:: Objectif ::
Recopiez à l'identique tous les enregistrements ci-dessous, sans en omettre aucun.

-*-*-

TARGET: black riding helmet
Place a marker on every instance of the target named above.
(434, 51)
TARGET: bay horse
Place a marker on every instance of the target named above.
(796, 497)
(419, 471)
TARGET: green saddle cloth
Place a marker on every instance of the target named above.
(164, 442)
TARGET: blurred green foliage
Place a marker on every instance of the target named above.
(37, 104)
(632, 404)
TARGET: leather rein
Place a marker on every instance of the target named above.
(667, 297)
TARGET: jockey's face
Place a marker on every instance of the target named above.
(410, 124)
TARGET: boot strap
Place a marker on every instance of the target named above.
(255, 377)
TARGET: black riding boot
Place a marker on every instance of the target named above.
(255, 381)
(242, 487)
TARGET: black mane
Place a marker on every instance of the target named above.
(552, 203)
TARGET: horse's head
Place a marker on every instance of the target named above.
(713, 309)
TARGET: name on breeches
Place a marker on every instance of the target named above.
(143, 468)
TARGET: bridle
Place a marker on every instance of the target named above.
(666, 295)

-*-*-

:: Réponse attendue ::
TARGET: black riding helmet
Place a marker on every instance of the target named above.
(434, 51)
TARGET: bay horse
Place a marker on every instance of the target named above.
(796, 497)
(419, 471)
TARGET: green saddle cloth
Place a marker on every instance of the target named above.
(164, 442)
TARGET: blurred green foliage
Place a marker on every instance of the target named above.
(37, 104)
(632, 404)
TARGET: leather rein
Place a marker on every instance of the target named above.
(667, 297)
TARGET: jockey's face
Place a marker on every instance of the target named above.
(410, 124)
TARGET: boot strap
Place a marker on every instance of the target named above.
(255, 377)
TARGET: black riding boot
Place a marker on every instance of the target named above.
(255, 381)
(242, 487)
TARGET: black mane
Place a marker on every instance of the target named above.
(552, 203)
TARGET: horse's head
Place a marker on every instance of the target named above.
(713, 309)
TARGET: name on breeches
Place a marker on every instance of the target named above.
(143, 468)
TARGET: bridle
Place a marker on every instance of the target named above.
(666, 295)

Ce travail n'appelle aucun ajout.